[Position identification records]
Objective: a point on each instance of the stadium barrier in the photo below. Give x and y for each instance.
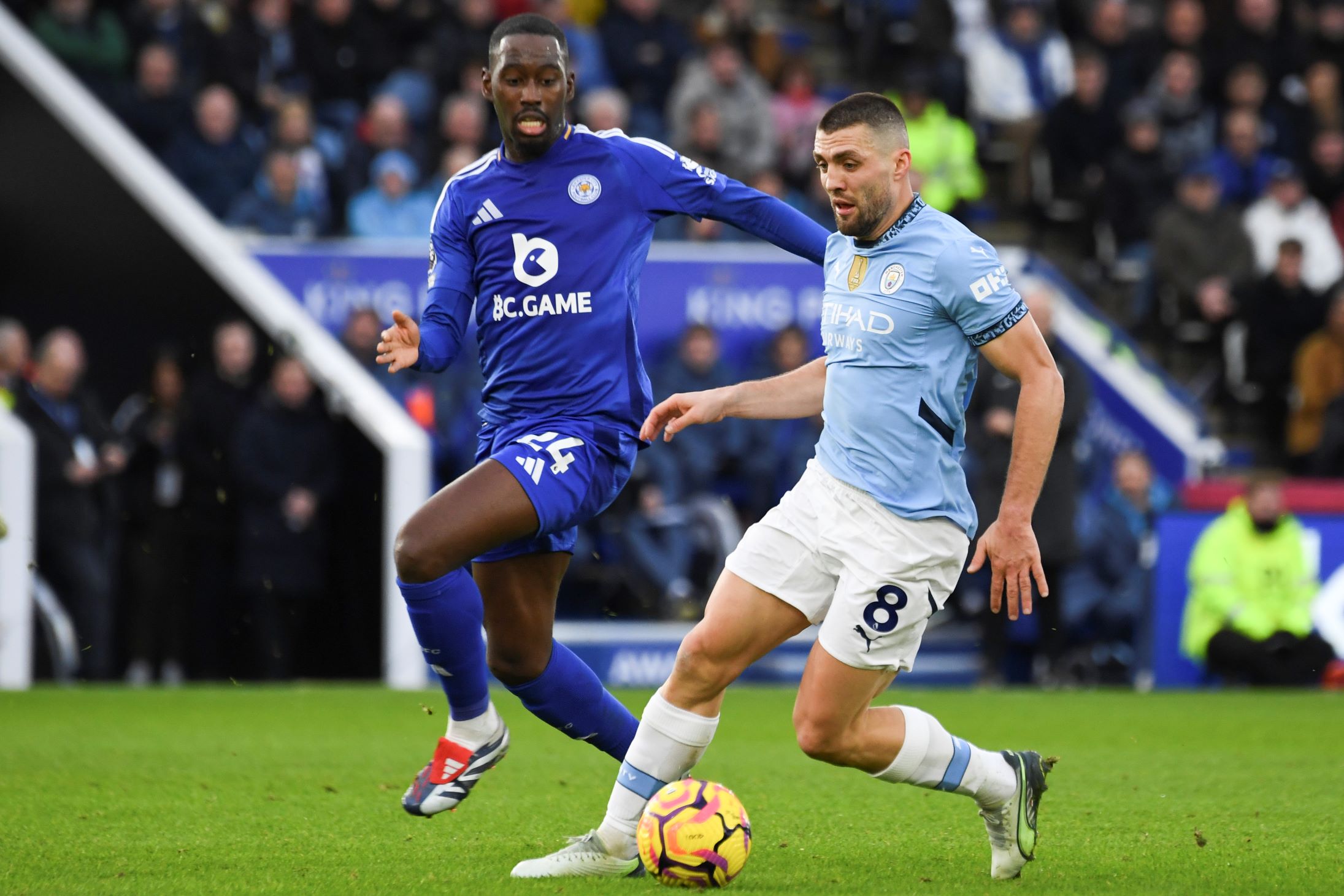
(348, 389)
(18, 512)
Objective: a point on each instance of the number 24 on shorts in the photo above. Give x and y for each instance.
(890, 618)
(555, 448)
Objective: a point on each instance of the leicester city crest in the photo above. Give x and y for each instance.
(585, 190)
(893, 278)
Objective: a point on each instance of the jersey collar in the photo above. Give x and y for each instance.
(906, 216)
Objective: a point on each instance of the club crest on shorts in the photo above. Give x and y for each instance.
(585, 190)
(893, 278)
(858, 270)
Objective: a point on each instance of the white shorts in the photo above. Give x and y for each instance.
(867, 576)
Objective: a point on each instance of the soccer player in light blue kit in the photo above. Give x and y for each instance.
(547, 237)
(871, 540)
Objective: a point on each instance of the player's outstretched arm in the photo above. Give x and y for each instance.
(1010, 543)
(780, 398)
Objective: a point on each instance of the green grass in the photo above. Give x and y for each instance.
(296, 791)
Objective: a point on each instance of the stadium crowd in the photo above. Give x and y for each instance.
(1185, 158)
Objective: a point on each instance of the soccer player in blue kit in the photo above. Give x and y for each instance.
(871, 540)
(547, 237)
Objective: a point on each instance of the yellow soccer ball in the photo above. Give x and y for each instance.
(694, 833)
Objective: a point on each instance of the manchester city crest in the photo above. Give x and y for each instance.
(585, 190)
(893, 278)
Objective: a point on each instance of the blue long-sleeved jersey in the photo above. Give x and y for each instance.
(551, 253)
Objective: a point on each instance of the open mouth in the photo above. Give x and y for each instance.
(531, 124)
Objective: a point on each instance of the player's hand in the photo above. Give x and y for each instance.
(682, 410)
(401, 344)
(1014, 561)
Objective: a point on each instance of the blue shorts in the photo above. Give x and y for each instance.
(570, 469)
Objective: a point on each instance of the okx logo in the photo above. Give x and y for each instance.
(553, 443)
(536, 261)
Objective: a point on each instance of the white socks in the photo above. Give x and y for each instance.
(932, 758)
(476, 732)
(667, 746)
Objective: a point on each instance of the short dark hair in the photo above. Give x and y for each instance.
(527, 23)
(870, 109)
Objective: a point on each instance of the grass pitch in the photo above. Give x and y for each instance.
(296, 791)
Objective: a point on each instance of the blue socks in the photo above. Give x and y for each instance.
(570, 697)
(447, 616)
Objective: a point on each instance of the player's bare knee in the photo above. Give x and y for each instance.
(821, 739)
(515, 664)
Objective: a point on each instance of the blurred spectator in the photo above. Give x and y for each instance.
(155, 537)
(1241, 164)
(797, 109)
(155, 105)
(1246, 89)
(1200, 251)
(286, 470)
(215, 400)
(1187, 124)
(256, 57)
(461, 123)
(883, 38)
(14, 361)
(1328, 38)
(215, 159)
(942, 148)
(390, 207)
(660, 546)
(1015, 75)
(991, 418)
(1288, 213)
(89, 42)
(1248, 616)
(1326, 170)
(1183, 27)
(386, 126)
(1109, 589)
(588, 58)
(170, 23)
(605, 109)
(1318, 380)
(1324, 104)
(277, 205)
(1261, 33)
(293, 132)
(336, 55)
(644, 48)
(1109, 33)
(1081, 132)
(1137, 183)
(75, 452)
(698, 366)
(742, 101)
(753, 31)
(1280, 312)
(463, 42)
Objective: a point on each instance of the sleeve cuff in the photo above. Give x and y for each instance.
(1004, 324)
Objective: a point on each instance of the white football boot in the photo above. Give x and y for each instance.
(583, 857)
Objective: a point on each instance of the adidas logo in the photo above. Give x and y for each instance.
(532, 467)
(488, 213)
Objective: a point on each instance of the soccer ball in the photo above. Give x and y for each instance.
(695, 833)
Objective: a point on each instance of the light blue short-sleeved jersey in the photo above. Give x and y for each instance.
(902, 321)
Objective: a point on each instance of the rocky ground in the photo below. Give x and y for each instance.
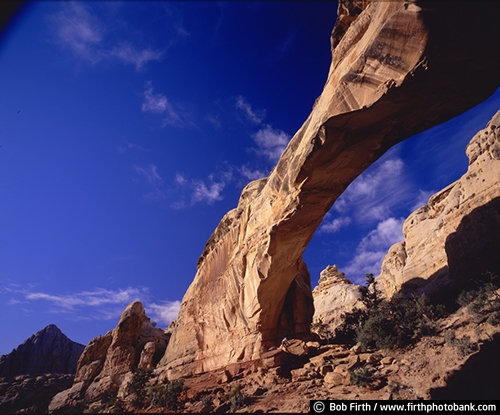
(31, 393)
(443, 366)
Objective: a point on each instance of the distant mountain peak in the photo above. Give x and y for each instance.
(47, 351)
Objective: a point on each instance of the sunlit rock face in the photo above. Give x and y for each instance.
(398, 68)
(333, 296)
(456, 236)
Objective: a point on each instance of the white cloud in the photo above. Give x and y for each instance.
(252, 115)
(79, 31)
(154, 102)
(180, 179)
(422, 198)
(96, 298)
(150, 174)
(209, 193)
(250, 174)
(373, 196)
(271, 142)
(128, 54)
(335, 225)
(99, 304)
(373, 248)
(131, 146)
(208, 190)
(164, 313)
(84, 35)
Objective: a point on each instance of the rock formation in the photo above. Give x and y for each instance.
(108, 361)
(456, 236)
(31, 393)
(398, 68)
(47, 351)
(333, 296)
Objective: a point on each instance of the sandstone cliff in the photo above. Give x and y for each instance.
(333, 296)
(107, 363)
(397, 69)
(47, 351)
(456, 236)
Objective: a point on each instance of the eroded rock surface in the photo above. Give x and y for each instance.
(107, 362)
(47, 351)
(398, 68)
(333, 296)
(456, 236)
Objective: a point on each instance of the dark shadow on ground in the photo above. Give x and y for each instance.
(479, 378)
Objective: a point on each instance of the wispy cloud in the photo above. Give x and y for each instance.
(158, 103)
(255, 116)
(207, 191)
(422, 198)
(129, 54)
(334, 225)
(150, 173)
(154, 102)
(132, 146)
(289, 41)
(79, 31)
(84, 35)
(252, 174)
(98, 304)
(271, 142)
(373, 196)
(373, 247)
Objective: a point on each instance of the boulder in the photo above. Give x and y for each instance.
(107, 363)
(334, 379)
(455, 237)
(296, 347)
(398, 68)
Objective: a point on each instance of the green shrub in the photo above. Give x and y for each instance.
(361, 376)
(398, 322)
(482, 302)
(236, 398)
(138, 387)
(388, 323)
(322, 330)
(463, 346)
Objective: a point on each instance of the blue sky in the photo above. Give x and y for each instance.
(127, 130)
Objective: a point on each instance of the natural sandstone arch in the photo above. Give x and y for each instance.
(398, 68)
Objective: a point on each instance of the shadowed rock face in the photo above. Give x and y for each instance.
(108, 361)
(456, 236)
(47, 351)
(397, 69)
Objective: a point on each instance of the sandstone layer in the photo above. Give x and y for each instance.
(47, 351)
(108, 362)
(334, 296)
(456, 236)
(398, 68)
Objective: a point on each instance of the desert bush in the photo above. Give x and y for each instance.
(464, 346)
(361, 376)
(137, 387)
(384, 324)
(322, 330)
(483, 301)
(398, 322)
(236, 398)
(167, 393)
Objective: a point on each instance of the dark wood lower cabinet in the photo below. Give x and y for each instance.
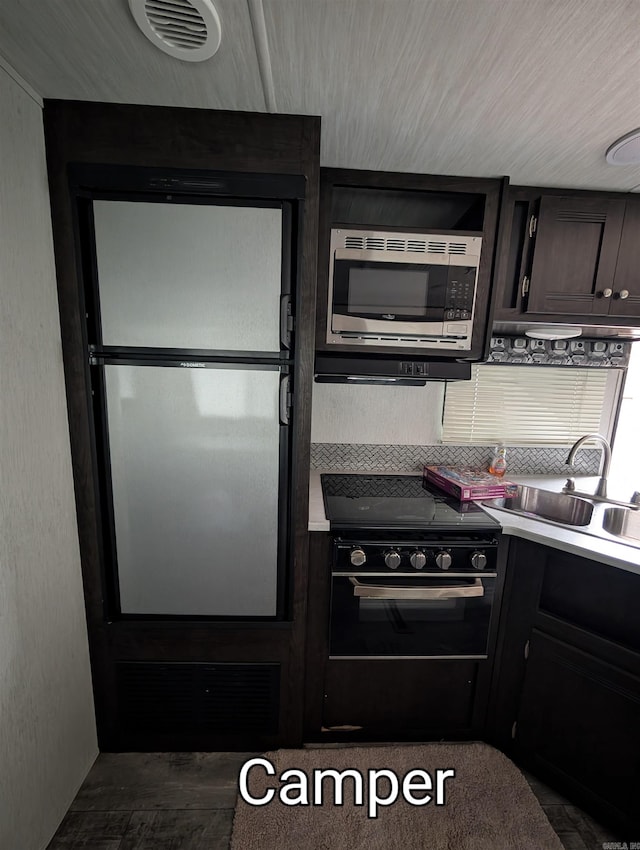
(396, 699)
(566, 694)
(579, 719)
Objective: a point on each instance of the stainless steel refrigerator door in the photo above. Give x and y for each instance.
(189, 275)
(195, 471)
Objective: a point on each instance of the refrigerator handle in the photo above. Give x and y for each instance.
(285, 400)
(286, 321)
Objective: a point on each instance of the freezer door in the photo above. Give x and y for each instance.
(189, 276)
(195, 462)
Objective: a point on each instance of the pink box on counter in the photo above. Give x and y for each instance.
(469, 484)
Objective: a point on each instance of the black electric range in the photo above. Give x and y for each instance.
(397, 502)
(397, 523)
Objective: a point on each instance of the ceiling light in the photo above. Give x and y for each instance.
(626, 150)
(185, 29)
(554, 332)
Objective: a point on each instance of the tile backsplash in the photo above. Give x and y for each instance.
(521, 460)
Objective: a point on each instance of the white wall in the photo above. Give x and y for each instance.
(400, 416)
(47, 726)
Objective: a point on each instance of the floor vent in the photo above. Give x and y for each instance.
(206, 698)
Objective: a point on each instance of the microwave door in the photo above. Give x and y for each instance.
(388, 297)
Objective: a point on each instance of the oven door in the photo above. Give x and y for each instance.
(377, 616)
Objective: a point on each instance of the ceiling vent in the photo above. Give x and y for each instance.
(185, 29)
(626, 150)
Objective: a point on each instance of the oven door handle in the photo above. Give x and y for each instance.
(369, 591)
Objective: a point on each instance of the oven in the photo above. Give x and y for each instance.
(428, 597)
(414, 571)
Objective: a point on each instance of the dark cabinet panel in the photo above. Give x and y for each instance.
(626, 287)
(568, 257)
(386, 699)
(566, 694)
(582, 717)
(575, 256)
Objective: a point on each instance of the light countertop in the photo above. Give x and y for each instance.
(591, 542)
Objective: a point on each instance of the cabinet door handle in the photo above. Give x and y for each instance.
(285, 401)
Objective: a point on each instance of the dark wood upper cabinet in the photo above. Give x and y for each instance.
(625, 300)
(574, 259)
(568, 257)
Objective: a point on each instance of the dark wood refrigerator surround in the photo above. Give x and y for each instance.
(160, 137)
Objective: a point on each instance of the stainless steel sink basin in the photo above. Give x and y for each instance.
(562, 508)
(622, 522)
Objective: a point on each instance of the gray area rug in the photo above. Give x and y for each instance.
(487, 805)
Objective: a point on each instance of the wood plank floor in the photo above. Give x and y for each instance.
(185, 801)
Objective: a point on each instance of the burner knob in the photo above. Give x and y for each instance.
(358, 557)
(392, 559)
(443, 560)
(479, 560)
(418, 560)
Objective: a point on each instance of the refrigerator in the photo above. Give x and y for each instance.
(191, 359)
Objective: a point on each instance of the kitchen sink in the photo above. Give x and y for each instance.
(622, 522)
(562, 508)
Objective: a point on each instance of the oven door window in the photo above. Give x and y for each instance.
(390, 291)
(427, 617)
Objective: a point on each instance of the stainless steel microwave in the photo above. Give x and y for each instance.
(402, 290)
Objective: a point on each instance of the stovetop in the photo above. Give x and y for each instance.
(397, 502)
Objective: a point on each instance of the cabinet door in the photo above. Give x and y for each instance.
(575, 255)
(580, 717)
(626, 286)
(390, 699)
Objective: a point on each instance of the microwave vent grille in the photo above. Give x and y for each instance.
(379, 243)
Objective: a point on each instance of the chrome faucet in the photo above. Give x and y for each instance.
(601, 489)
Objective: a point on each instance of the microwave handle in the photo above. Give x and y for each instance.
(368, 591)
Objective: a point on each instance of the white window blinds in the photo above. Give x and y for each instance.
(525, 405)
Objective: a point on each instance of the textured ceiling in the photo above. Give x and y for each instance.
(535, 89)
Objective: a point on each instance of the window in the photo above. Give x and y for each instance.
(626, 459)
(530, 405)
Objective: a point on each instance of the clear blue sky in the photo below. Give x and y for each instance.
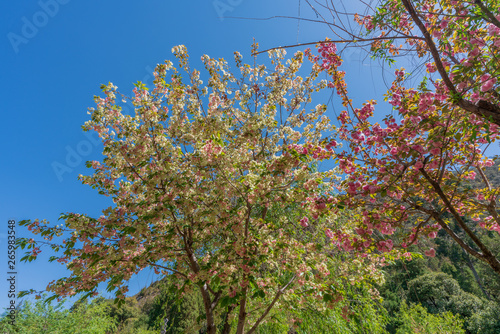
(54, 56)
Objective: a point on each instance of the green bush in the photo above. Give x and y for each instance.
(416, 319)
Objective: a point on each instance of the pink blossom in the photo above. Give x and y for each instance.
(431, 252)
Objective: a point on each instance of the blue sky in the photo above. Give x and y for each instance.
(56, 53)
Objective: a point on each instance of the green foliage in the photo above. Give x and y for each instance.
(416, 319)
(45, 318)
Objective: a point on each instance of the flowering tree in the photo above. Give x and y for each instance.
(411, 175)
(220, 195)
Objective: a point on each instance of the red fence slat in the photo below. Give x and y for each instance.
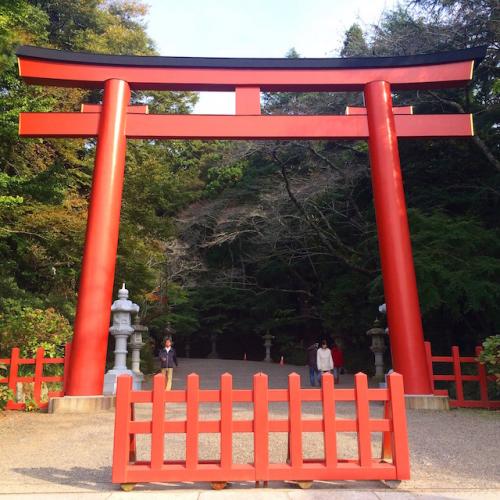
(458, 378)
(37, 378)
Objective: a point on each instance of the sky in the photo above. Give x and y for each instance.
(254, 28)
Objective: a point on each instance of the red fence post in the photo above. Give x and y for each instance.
(157, 422)
(295, 418)
(329, 422)
(428, 355)
(457, 373)
(226, 422)
(387, 445)
(483, 380)
(192, 420)
(261, 426)
(362, 419)
(67, 356)
(37, 387)
(401, 454)
(122, 429)
(13, 373)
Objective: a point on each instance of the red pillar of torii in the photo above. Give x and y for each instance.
(115, 121)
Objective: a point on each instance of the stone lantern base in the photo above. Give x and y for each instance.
(109, 388)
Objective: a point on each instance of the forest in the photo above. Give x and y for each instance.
(240, 239)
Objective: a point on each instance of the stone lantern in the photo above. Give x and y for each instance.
(136, 344)
(378, 348)
(121, 330)
(267, 344)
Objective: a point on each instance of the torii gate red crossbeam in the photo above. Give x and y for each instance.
(116, 121)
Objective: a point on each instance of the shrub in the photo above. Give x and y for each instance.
(490, 356)
(6, 395)
(29, 328)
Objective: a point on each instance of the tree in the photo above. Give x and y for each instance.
(354, 43)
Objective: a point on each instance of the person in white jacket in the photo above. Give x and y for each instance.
(324, 359)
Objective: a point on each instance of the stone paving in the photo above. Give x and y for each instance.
(454, 454)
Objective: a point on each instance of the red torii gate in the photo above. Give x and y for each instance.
(115, 121)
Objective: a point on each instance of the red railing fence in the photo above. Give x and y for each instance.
(15, 362)
(393, 464)
(458, 378)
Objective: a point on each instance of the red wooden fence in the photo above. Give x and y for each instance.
(38, 378)
(458, 378)
(393, 463)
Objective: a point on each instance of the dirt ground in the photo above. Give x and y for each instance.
(56, 453)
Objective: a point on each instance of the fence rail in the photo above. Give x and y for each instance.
(458, 378)
(14, 363)
(392, 464)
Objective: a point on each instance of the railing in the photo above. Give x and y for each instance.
(392, 464)
(14, 363)
(458, 378)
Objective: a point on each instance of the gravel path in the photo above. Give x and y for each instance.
(459, 449)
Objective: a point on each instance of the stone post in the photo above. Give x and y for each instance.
(121, 330)
(378, 348)
(136, 344)
(267, 344)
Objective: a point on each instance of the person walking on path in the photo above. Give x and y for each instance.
(324, 359)
(338, 361)
(168, 357)
(312, 359)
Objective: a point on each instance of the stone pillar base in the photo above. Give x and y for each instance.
(427, 402)
(81, 404)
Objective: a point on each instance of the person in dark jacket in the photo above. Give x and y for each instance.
(312, 351)
(338, 361)
(168, 357)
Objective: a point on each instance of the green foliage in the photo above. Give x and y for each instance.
(29, 328)
(490, 356)
(354, 42)
(6, 395)
(30, 406)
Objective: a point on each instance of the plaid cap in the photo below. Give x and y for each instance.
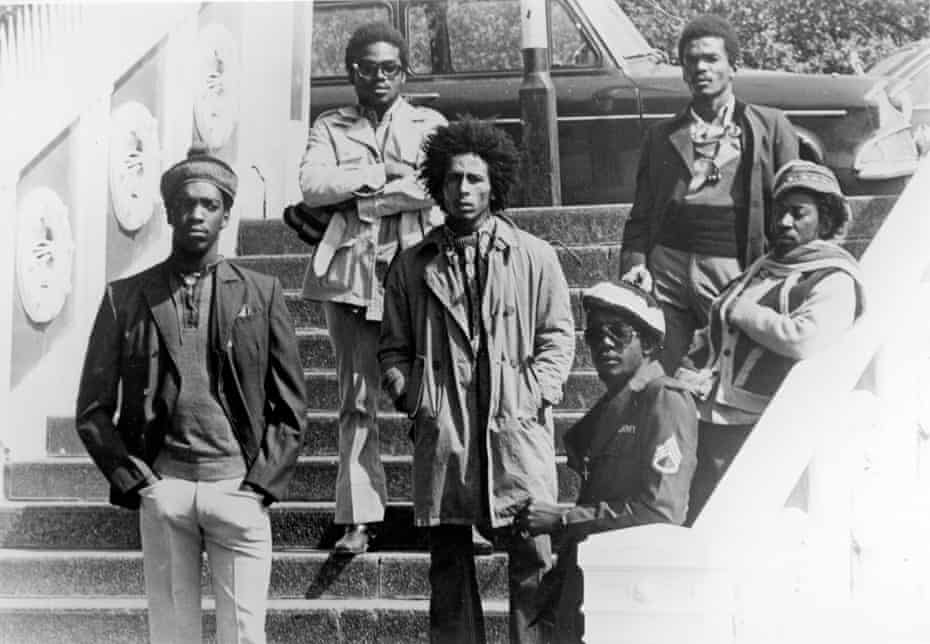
(309, 223)
(199, 165)
(628, 300)
(808, 175)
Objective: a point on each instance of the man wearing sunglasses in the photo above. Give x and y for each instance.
(360, 164)
(635, 450)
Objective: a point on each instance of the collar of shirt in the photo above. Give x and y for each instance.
(371, 115)
(722, 124)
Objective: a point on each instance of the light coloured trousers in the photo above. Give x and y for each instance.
(178, 520)
(361, 489)
(685, 286)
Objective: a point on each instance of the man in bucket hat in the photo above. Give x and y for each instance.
(358, 172)
(634, 450)
(703, 187)
(191, 403)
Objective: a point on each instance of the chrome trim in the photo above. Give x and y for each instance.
(636, 117)
(816, 112)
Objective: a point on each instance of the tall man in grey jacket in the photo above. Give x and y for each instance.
(476, 342)
(360, 164)
(191, 403)
(703, 187)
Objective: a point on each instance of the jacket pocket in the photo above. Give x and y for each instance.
(520, 391)
(424, 396)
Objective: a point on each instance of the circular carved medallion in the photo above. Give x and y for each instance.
(216, 92)
(135, 164)
(44, 253)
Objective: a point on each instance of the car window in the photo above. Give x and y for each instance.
(462, 36)
(332, 27)
(570, 46)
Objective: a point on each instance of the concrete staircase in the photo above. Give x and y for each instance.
(71, 566)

Task goal:
Extract the run of lines beginning with the line that holds "Objective: a point on each instance of the plaid" and ending at the last line of the data, inclusive. Exclude any pictures from the copy.

Full response:
Objective: a point on each instance of the plaid cap in the photo below. Give x and y for each instance.
(309, 223)
(199, 165)
(628, 300)
(808, 175)
Objective: a point on each instance of the man wearing sunglasses in the photo above. Give x and y for each instance.
(360, 164)
(635, 450)
Objective: a point on each instance of the collar of shirt in the photo above. Give x and y for each instance.
(371, 115)
(722, 124)
Objective: a point on each instance of the light coloured trousers in the photo above. Give x and y for each instance.
(178, 520)
(361, 489)
(685, 286)
Objective: a point on each instance of the man in bucket hat in the photo above. Give x and y for each instance.
(358, 172)
(634, 450)
(703, 187)
(191, 403)
Objective: a point on each instance of the chrome trim in the photo above. Give x and y for each instance.
(636, 117)
(816, 112)
Objective: a point on each instance of the tall man in grey jacket in the photo above. Give x and y for each instance.
(476, 342)
(360, 164)
(191, 403)
(703, 187)
Objective: a point on each instance of the jacket pocket in the photo above. Give x and y for each instance.
(520, 391)
(424, 396)
Objective: a point on each instance of the circular carved medallion in the photo above. Give x and y for each instance.
(216, 92)
(135, 164)
(44, 253)
Objective: a point on each instance of the car window in the photo above. Give x and y for each instance.
(462, 36)
(332, 27)
(570, 46)
Objective: a point on each instance of the concrete staircase in the photo above. Give x and y for each instance.
(71, 566)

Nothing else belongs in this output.